Can you copy out the listing, word for word, from the line containing "written like [59,460]." through the end of the listing, leaving the pictures out?

====== Data shown ======

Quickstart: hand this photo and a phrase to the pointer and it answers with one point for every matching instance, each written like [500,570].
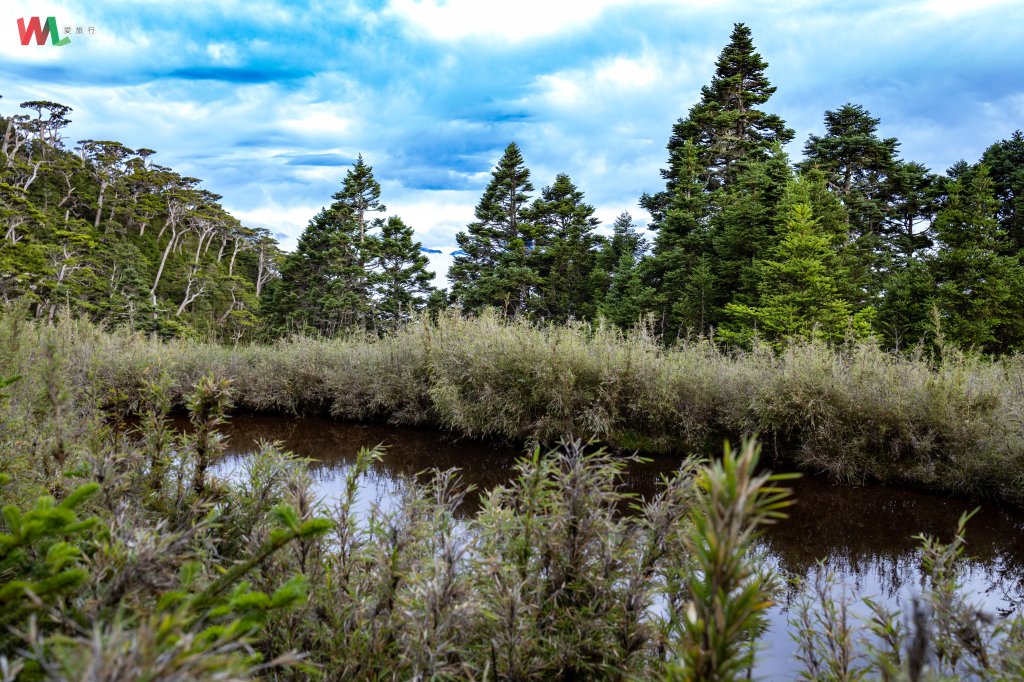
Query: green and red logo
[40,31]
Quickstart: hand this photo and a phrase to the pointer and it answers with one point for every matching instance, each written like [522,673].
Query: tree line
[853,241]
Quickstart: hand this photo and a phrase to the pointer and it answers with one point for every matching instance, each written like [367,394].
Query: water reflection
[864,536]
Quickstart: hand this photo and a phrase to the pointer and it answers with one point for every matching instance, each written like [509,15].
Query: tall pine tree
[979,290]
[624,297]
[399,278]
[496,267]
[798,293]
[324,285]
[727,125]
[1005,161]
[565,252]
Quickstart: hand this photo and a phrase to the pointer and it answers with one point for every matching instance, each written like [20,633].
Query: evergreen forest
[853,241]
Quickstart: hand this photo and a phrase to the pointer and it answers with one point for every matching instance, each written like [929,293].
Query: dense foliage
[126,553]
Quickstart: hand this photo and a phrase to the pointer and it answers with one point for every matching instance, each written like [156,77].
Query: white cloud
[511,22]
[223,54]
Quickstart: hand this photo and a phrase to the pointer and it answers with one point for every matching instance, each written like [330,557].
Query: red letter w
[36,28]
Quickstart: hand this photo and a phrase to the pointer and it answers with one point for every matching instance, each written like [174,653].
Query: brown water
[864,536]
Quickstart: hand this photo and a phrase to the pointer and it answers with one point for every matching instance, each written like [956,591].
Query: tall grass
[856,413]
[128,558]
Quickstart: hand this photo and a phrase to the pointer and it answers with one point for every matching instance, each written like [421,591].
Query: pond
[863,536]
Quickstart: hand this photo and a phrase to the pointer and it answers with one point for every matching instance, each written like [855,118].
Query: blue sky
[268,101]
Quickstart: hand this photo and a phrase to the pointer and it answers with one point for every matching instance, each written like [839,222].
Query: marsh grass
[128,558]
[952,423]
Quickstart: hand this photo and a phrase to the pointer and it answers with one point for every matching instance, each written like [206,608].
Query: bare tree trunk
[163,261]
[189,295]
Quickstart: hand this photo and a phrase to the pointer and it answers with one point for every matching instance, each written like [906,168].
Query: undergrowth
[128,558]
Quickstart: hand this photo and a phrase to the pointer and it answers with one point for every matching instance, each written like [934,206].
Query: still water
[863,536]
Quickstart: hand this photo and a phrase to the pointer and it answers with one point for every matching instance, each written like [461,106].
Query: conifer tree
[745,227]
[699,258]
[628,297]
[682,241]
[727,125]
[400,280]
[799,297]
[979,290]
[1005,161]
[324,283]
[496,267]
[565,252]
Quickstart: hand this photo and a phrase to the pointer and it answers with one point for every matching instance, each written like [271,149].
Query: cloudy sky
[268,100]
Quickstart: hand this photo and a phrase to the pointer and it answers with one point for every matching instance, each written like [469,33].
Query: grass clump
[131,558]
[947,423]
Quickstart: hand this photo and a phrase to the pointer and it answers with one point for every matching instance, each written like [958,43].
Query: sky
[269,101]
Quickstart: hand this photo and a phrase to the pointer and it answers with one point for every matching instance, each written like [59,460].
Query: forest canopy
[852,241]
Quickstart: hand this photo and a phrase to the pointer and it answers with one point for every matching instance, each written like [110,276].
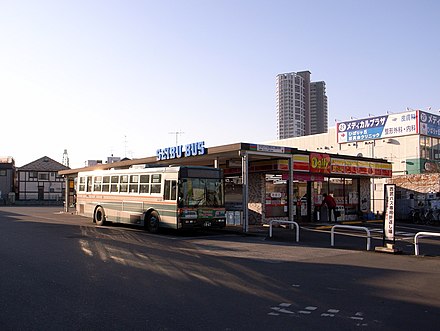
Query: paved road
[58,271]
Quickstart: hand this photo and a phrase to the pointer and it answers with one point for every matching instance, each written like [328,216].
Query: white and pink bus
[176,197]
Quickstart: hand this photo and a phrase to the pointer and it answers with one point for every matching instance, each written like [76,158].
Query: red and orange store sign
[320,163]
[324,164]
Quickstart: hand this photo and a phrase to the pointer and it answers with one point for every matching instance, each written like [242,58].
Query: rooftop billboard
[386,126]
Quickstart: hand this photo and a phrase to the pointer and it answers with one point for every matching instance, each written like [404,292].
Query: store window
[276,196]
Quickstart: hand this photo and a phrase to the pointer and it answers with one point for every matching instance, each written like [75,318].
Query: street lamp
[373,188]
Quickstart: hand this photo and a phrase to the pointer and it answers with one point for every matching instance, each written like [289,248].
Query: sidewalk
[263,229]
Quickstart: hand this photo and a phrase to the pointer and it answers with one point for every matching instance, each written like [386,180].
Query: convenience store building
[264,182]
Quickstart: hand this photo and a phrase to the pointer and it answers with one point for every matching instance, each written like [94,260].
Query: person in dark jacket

======

Expected output:
Quickstart: hand this photo and a phrase to the pointer and it answers with one point for every matching instance, each written like [59,460].
Query: forest canopy
[852,241]
Quickstart: hand this photo and a phrase to the pointer and it answers with one point for every matching instance, each written like [110,276].
Query: paved road
[58,271]
Quickstart: hand this photo and a phrase to the pointer and it answers with one point for every matching instance, each written like [328,216].
Query: white and pink bus
[176,197]
Quickstart: hand this photo and a phrase to the pointer and it answers with one point for every matching instance, each written like [76,158].
Query: red and orange store sign
[320,163]
[324,164]
Quickstart: hand this photo and a phrase to the pointer and it answers with one point for every matching instance, each written like [242,58].
Query: rooftop billboard
[386,126]
Quickstart: hand this photo and a phrase to the pointer and it answers with one point for every matching instance, each written like [404,292].
Query: store window
[276,196]
Quickstart: hand this photo and a phrase to the pointer and it answers with one point for every matching instance, each written like [75,318].
Query: street lamp
[373,188]
Quickstart: hand this photo and a phrase to the pointer and it answers with one point for every matching instance, each written like [289,248].
Query: sidewalk
[263,229]
Quickstart: hand this photo and a phrase to the pointer and it answers with one point for every matching instance, each written like [386,180].
Query: convenience store building
[264,182]
Quickstart: hand this photo and a phrase to the pointer and it answers with one point for every matching instance, each written like [94,260].
Query: person in dark jacket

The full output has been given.